A virtue is a permanent power that helps us to do good and avoid evil.  It can be either natural (something we work for, such as the virtue or power to be honest) or supernatural (given directly by God without our having to work for it).  Faith, hope, and charity are supernatural virtues given to our souls at Baptism along with sanctifying grace.  These three powers are also called theological virtues.  The word "theological" means "of God", so this name reminds us that faith, hope, and charity come from God and are meant to help us live for God.

Whoever is in the state of sanctifying grace (that is, a person who is baptized and has not lost this grace by mortal sin) has these powers.  But they are like muscles of the soul that need to be strengthened by exercise if they are to be in good shape and useful to us.  The way we exercise these spiritual muscles is by good works and by prayer, especially the acts of faith, hope, and charity

The Power of Faith

With the virtue of faith we receive the power to believe in God and in all that he has revealed through Christ and the Church.  Faith helps us to see how all-good, all-loving, and all-truthful God is.  It helps move us to give ourselves to him completely.  Without faith, we would never be able to believe in God or in the revelation he has given us.  Thus, we see right away that faith is necessary for salvation; it makes us just, or holy, in the sight of God as Saint Paul reminded the Christians in Rome:  "now that we have been justified by faith, we are at peace with God through our Lord Jesus Christ" (Rom 5:1).

There is a big difference between believing something and understanding something.  The power of faith makes it possible for us to believe what God has revealed.  This means that we say "yes" to the truth even if we don't fully understand it.  For example, a judge or a jury believes the testimony of a witness in court.  They were not present at the scene of the accident or crime but the witness was.  They accept his word as true.  We were not present during Christ's life but the apostles were.  Through the supernatural virtue of faith we accept their testimony as true - that Jesus worked great miracles and rose from the dead.  And God blesses this faith which we have in his Son, in his apostles, and in the Church:  "Blessed are they who have not seen and have believed" (Jn 20:29).

For our faith to be true and pleasing to God it must be:
1.  Firm:  We must place all our faith in God whom we know could never deceive us or lead us astray.
2.  Complete:  We must accept all that God has revealed, not simply  "picking and choosing" from among Our Lord's teachings.

An Act of Faith

O my God, I firmly believe that you are one God in three Divine Persons, Father, Son, and Holy Spirit; I believe that your Divine Son became man and died for our sins, and that he will come to judge the living and the dead.  I believe these and all the truths that the Holy Catholic Church teaches, because you have revealed them, who can neither deceive nor be deceived.

Task statement
Resume the passage on the theological virtues, writing on from its last sentence.

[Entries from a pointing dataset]

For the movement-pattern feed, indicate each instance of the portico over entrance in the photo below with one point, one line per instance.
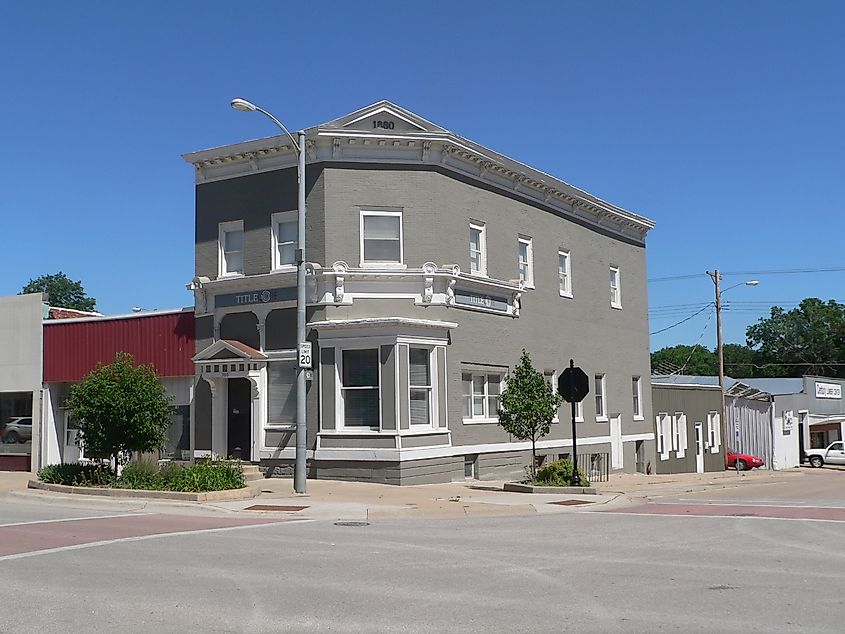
(237, 377)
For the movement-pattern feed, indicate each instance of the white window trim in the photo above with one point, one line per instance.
(553, 375)
(482, 419)
(382, 264)
(529, 253)
(714, 431)
(432, 388)
(278, 218)
(603, 418)
(340, 409)
(618, 303)
(567, 292)
(222, 229)
(679, 422)
(482, 245)
(663, 428)
(638, 415)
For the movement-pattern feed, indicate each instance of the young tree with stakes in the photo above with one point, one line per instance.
(528, 405)
(120, 408)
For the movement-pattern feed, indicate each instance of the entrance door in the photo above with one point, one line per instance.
(616, 459)
(70, 452)
(239, 419)
(699, 448)
(640, 456)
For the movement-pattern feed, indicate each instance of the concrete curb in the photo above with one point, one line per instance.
(211, 496)
(516, 487)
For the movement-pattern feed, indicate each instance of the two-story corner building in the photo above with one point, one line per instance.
(434, 261)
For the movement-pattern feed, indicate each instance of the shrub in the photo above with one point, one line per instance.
(208, 475)
(558, 474)
(76, 474)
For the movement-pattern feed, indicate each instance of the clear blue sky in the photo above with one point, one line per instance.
(722, 121)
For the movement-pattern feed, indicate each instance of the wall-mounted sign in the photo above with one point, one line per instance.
(255, 297)
(788, 421)
(828, 390)
(464, 297)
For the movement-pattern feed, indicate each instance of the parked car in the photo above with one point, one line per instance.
(17, 430)
(743, 461)
(834, 453)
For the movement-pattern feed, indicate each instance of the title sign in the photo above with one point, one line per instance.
(480, 300)
(828, 390)
(255, 297)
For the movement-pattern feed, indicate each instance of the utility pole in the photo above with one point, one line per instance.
(720, 351)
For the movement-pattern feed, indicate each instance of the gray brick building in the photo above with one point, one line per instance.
(435, 261)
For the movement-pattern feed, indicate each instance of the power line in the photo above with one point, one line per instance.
(830, 269)
(696, 313)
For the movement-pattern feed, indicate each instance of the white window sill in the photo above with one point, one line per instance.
(383, 265)
(480, 421)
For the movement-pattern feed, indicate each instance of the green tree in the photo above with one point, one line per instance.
(528, 405)
(64, 292)
(808, 339)
(694, 360)
(121, 408)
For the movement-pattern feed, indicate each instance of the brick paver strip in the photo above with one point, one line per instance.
(737, 510)
(43, 536)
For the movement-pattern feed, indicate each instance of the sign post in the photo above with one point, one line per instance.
(304, 355)
(573, 385)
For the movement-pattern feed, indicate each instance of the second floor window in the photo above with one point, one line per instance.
(601, 399)
(231, 248)
(615, 288)
(564, 273)
(284, 239)
(636, 392)
(381, 237)
(526, 261)
(477, 248)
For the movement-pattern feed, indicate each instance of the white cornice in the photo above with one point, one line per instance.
(430, 145)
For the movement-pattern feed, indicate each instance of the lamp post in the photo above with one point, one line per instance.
(299, 469)
(716, 276)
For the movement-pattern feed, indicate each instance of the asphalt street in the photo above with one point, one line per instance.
(585, 571)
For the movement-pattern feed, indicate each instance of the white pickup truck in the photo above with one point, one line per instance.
(834, 453)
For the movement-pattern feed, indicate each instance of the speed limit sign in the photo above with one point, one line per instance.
(305, 359)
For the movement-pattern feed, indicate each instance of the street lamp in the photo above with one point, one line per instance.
(716, 276)
(299, 470)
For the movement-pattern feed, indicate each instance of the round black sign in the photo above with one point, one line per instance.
(573, 385)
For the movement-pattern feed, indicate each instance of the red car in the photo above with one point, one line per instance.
(743, 461)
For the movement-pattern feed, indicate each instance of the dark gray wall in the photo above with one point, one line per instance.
(695, 403)
(254, 199)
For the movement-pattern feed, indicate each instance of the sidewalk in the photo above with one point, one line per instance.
(359, 501)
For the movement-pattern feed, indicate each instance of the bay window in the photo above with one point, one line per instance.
(419, 371)
(360, 388)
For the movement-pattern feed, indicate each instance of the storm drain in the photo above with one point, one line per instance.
(275, 507)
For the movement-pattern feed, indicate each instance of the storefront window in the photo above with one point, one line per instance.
(16, 422)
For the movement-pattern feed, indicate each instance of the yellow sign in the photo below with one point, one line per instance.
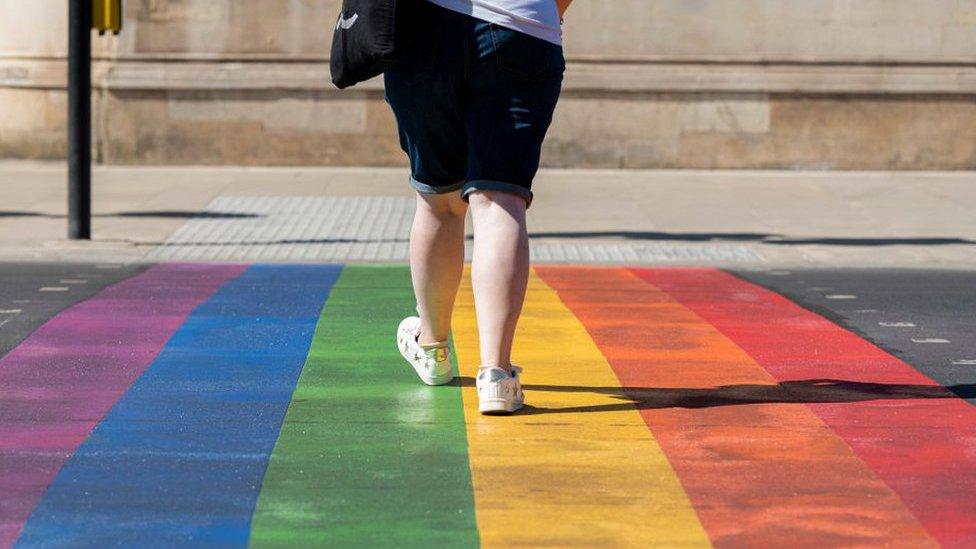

Expected answer
The Power of Hope

The virtue of hope makes it possible for Christians to trust in God.  It helps us to find comfort in Jesus' promise of eternal life:  "I am the resurrection and the life: whoever believes in me, though he should die, will come to life" (Jn 11:25-26).  Hope has to do with things that seem impossible such as salvation.  Do you remember when Jesus said how hard it would be for a rich man to enter Heaven and the disciples asked him who could then be saved? (Mt 19:24-25).  Well, Jesus' response to his disciples shows us that hope really means.  He said, "For man it is impossible; but for God all things are possible" (Mt 19:26).  Hope tells us that God, who promised Heaven to us, will give us all the strength we need to get there.  He is faithful to his word and so we can put our trust in him.

An Act of Hope

O my God, relying on your infinite goodness and promises, I hope to obtain pardon of my sins, the help of your grace, and life everlasting, through the merits of Jesus Christ, my Lord and Redeemer.

The Power of Charity

Charity (also called love) is the greatest of the three supernatural virtues, as Saint Paul told the Christians of Corinth:  "There are in the end three things that last: faith, hope, and love, and the greatest of these is love" (1 Cor 13:13).

Charity is the power by which we love God above all things and our neighbor as ourselves.  You will remember that Jesus called this the greatest commandment of God.  It has such a high place of honor because it is the bond of friendship between God and man.  Saint John, often called the "Apostle of Love", told us that by charity God dwells in our souls: "God is love, and he who abides in love abides in God, and God in him" (Jn 4:16).

But what is love?  Some people think that it means feeling good about someone or something.  The are very wrong!  While it is true that we might feel good about someone we love, this is not what love means.  True love means that we want only what is really good for the person.  To love God means that we want to please him by doing good and avoiding sin.  To love our neighbors means that we want good things for them, especially that they reach Heaven.  This is why Jesus told us that we must not wish evil things for others, not even our enemies! (Mt 5:43-48).

An Act of Love

O my God, O love you above all things, with all my whole heart and soul, because you are all good and worthy of all love.  I love my neighbor as myself for the love of you.  I forgive all who have injured me and ask pardon of all whom I have injured.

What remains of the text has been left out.